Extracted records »
####

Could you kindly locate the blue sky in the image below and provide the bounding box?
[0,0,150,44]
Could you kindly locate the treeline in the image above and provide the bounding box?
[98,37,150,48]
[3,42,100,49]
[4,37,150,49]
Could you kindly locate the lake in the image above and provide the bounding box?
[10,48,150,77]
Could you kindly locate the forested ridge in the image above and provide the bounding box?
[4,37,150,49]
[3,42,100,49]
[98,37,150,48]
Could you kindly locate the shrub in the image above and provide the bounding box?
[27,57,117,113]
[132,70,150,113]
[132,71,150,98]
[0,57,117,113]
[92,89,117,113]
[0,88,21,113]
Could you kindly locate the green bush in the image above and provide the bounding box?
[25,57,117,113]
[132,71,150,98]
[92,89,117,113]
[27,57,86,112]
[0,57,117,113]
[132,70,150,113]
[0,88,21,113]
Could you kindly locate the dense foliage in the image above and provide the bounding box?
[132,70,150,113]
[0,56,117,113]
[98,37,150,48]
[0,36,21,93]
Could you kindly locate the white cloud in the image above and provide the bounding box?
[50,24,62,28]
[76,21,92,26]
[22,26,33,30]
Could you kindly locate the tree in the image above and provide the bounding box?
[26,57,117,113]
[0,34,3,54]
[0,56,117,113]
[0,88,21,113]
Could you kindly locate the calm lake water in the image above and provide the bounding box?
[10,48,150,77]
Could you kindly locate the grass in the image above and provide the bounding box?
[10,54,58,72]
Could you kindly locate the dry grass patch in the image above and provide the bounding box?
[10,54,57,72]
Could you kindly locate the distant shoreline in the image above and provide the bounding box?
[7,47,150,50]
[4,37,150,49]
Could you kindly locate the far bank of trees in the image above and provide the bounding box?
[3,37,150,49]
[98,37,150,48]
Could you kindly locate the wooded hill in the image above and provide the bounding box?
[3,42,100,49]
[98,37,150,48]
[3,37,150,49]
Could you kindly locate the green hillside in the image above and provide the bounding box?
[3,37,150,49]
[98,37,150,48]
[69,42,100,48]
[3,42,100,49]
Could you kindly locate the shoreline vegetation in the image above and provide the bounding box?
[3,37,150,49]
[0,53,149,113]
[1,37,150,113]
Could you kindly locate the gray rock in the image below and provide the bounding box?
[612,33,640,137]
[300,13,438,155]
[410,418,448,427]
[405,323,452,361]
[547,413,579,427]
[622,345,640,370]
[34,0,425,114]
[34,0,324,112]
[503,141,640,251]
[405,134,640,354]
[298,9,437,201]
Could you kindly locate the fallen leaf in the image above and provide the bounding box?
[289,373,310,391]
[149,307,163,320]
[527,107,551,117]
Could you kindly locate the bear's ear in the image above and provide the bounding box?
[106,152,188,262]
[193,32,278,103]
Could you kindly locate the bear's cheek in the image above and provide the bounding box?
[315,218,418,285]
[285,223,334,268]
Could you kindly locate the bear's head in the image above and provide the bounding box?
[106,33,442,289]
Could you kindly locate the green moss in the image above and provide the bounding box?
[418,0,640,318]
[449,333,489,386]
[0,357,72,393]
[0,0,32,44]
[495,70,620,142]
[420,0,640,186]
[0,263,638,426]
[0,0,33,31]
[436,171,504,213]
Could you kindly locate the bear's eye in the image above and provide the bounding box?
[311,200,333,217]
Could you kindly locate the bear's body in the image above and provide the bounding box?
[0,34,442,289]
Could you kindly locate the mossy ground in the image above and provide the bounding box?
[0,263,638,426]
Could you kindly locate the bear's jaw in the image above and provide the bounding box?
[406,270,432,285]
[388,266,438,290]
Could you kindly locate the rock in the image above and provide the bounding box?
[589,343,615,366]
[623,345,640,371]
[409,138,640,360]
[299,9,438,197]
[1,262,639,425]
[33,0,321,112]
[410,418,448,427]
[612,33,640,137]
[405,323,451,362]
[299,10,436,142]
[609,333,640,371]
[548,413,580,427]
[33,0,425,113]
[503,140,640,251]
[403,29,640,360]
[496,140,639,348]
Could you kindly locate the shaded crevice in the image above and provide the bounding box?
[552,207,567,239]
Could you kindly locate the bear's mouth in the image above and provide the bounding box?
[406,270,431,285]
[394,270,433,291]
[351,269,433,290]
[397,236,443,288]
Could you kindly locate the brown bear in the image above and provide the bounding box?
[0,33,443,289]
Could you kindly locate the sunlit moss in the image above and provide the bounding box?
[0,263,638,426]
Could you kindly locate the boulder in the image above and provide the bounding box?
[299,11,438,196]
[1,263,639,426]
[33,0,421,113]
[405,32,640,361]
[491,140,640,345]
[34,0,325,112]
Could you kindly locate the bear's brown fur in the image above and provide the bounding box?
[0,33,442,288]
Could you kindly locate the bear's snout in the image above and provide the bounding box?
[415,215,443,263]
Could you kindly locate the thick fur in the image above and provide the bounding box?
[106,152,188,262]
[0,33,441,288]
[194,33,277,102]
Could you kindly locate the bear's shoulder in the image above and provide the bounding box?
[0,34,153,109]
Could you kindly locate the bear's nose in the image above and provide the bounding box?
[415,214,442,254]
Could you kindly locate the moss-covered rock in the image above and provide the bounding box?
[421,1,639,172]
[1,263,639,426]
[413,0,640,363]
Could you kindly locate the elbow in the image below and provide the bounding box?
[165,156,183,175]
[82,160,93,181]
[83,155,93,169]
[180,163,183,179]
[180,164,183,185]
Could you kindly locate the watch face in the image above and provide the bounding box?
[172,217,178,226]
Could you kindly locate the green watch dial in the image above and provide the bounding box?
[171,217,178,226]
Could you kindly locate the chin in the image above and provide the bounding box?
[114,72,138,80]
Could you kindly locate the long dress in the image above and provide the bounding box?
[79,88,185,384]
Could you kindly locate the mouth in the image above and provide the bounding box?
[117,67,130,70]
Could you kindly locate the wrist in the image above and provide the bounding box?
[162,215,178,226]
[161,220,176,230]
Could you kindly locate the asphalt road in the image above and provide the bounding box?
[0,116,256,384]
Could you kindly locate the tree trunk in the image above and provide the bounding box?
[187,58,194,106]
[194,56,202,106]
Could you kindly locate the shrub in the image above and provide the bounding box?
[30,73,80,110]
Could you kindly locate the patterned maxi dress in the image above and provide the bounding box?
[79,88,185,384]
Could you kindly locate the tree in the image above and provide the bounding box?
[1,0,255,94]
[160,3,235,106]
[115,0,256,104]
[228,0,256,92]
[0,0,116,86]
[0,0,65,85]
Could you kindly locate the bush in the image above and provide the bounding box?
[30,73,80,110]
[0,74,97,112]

####

Reproduce each entry above. Every word must match.

Response area »
Could you kindly locate the blue sky in the image below and provide the bounding box?
[0,0,150,44]
Could you kindly locate the treeline in the image above and provide the bounding box?
[98,37,150,48]
[3,42,100,49]
[4,37,150,49]
Could you kindly locate the lake in the image above and provide the bounding box?
[10,48,150,77]
Could you kindly locate the forested ridge in the image above and provide the bounding box?
[4,37,150,49]
[3,42,100,49]
[98,37,150,48]
Could you kindly locate the shrub in the image above and provide the bounding box?
[27,57,117,113]
[132,70,150,113]
[132,71,150,98]
[0,57,117,113]
[92,89,117,113]
[0,88,21,113]
Could you kindly locate the green bush in the image above and provide the bounding box?
[25,57,117,113]
[132,71,150,98]
[92,89,117,113]
[27,57,86,112]
[0,57,117,113]
[132,70,150,113]
[0,88,21,113]
Could you kindly locate the dense foliage in the image above and provide the bounding box?
[132,70,150,113]
[0,56,117,113]
[98,37,150,48]
[0,36,21,93]
Could you kindly locate the white cloud in the image above and provide the bounding box?
[50,24,62,28]
[76,21,92,26]
[22,26,33,30]
Could you kindly locate the tree in the image above and provide the bounding box?
[26,57,117,113]
[0,34,3,54]
[0,56,117,113]
[0,88,21,113]
Could you kindly locate the calm lake water in the image above and provide the bounding box?
[10,48,150,77]
Could you kindly locate the grass in the image above and provide the bounding box?
[10,54,58,72]
Could you kindly locate the dry grass patch in the image above and provide the bounding box?
[10,54,57,72]
Could you kindly locate the distant shoreline in the image above and provide the bounding box?
[7,47,150,50]
[4,37,150,49]
Could you kindly locate the far bank of trees in the image above and provide the bounding box?
[3,37,150,49]
[98,37,150,48]
Could you kindly locate the wooded hill in the image above and provide the bounding box?
[3,42,100,49]
[98,37,150,48]
[3,37,150,49]
Could you kindly locate the green hillside in the image above and provide the bounding box?
[3,37,150,49]
[98,37,150,48]
[69,42,100,48]
[3,42,100,49]
Could you kindly locate the shoreline vegetation in the image above and provide the bounding box?
[3,37,150,49]
[0,53,149,113]
[1,37,150,113]
Could you kindly locate the gray rock in the image below and provide the bounding box?
[612,33,640,137]
[300,13,438,155]
[410,418,448,427]
[405,323,452,361]
[547,413,579,427]
[622,345,640,370]
[34,0,425,114]
[34,0,324,112]
[503,141,640,251]
[405,134,640,354]
[298,9,437,201]
Could you kindly locate the fallen leaf in the image above and provide the bounding box?
[289,373,310,391]
[149,307,163,320]
[527,107,551,117]
Could you kindly locate the bear's ear in the image above and provide the bounding box?
[106,152,188,262]
[193,32,278,103]
Could you kindly locate the bear's cheek in the image above and provide the bounding box?
[315,218,418,285]
[285,223,334,268]
Could you kindly locate the bear's head in the image above and provide the bounding box?
[106,33,442,289]
Could you kindly locate the green moss in the image above and provide the bounding box?
[418,0,640,318]
[449,333,489,386]
[0,357,72,393]
[0,0,32,44]
[495,70,620,142]
[420,0,640,186]
[0,263,638,426]
[0,0,33,31]
[436,171,504,213]
Could you kindly locate the bear's eye in the image above and provide the bounding box?
[311,200,333,217]
Could you kindly locate the bear's body in the image above and provide the bounding box?
[0,34,442,289]
Could you kindly locate the mossy ground in the image above and provide the bounding box?
[0,263,638,426]
Could you kindly locate the bear's jaw in the image above and provide the bounding box?
[406,270,432,285]
[388,266,438,290]
Could you kindly locate the rock in the image above and provide the bounding box?
[589,343,615,366]
[623,345,640,371]
[409,138,640,360]
[299,9,438,197]
[1,262,639,425]
[33,0,321,112]
[410,418,448,427]
[612,33,640,137]
[405,323,451,362]
[299,10,436,142]
[609,333,640,371]
[548,413,580,427]
[33,0,425,113]
[503,140,640,251]
[403,29,640,360]
[496,140,639,348]
Could you kindly locate the shaded crevice in the image above and provide the bounding box?
[552,207,567,239]
Could you kindly locate the bear's mouth in the image above and provide the bounding box?
[406,270,431,285]
[394,270,433,291]
[351,269,433,290]
[397,236,443,288]
Could you kindly locate the brown bear in the image above and provide the bounding box?
[0,33,443,289]
Could you kindly locate the sunlit moss in the image above and provide the bounding box?
[0,263,638,426]
Could you kindly locate the boulder in the image above and provide the bounding box?
[299,11,438,196]
[1,263,639,426]
[33,0,421,113]
[405,32,640,361]
[491,140,640,345]
[34,0,325,112]
Could you kindly locate the bear's brown fur in the image above and provide the bounding box?
[0,33,442,288]
Could you kindly locate the bear's snout in the image above and provide the bounding box?
[415,215,443,263]
Could you kindly locate the thick fur in the image above and provide the bounding box?
[106,152,188,262]
[0,33,441,288]
[194,33,277,102]
Could you kindly locate the bear's shoulder in the image above and provide the bounding box?
[0,34,153,109]
Could you kindly locate the bear's nose in the image above and provide the bounding box?
[415,214,442,254]
Could you kindly locate the moss-covered rock in the image above and provide the bounding box?
[421,1,639,172]
[1,263,639,426]
[413,0,640,363]
Could you kindly locate the elbow in the image below and provide the bounding box?
[165,156,183,175]
[82,160,93,181]
[83,155,93,169]
[180,163,183,179]
[180,164,183,185]
Could you kindly locate the watch face in the image above and provide the bounding box?
[172,217,178,226]
Could you kindly locate the green watch dial in the image above and provide the bounding box?
[171,217,178,226]
Could you kindly locate the chin in the image above and provide the bounding box?
[114,72,138,80]
Could you kindly locate the long dress in the image above and provide the bounding box?
[79,88,185,384]
Could you kindly locate the mouth in the image above and provide the bounding box?
[117,67,130,70]
Could you kindly locate the wrist in the image above and provide the bounding box?
[162,215,178,226]
[161,220,176,230]
Could you kindly locate the asphalt road in the image above and provide the bounding box?
[0,116,256,384]
Could you kindly locate the tree trunk in the image above and provide the bounding box?
[187,58,194,106]
[194,56,202,106]
Could you kindly locate the shrub in the image above and provide the bounding box?
[30,73,80,110]
Could you kindly locate the patterned maxi dress in the image above and provide the bounding box?
[79,88,185,384]
Could you kindly locate the tree in the image above and provide the bounding box?
[1,0,255,94]
[160,3,235,106]
[115,0,256,104]
[228,0,256,92]
[0,0,116,86]
[0,0,65,85]
Could you kindly locate the bush in the image above and provide the bounding box?
[30,73,80,110]
[0,74,97,112]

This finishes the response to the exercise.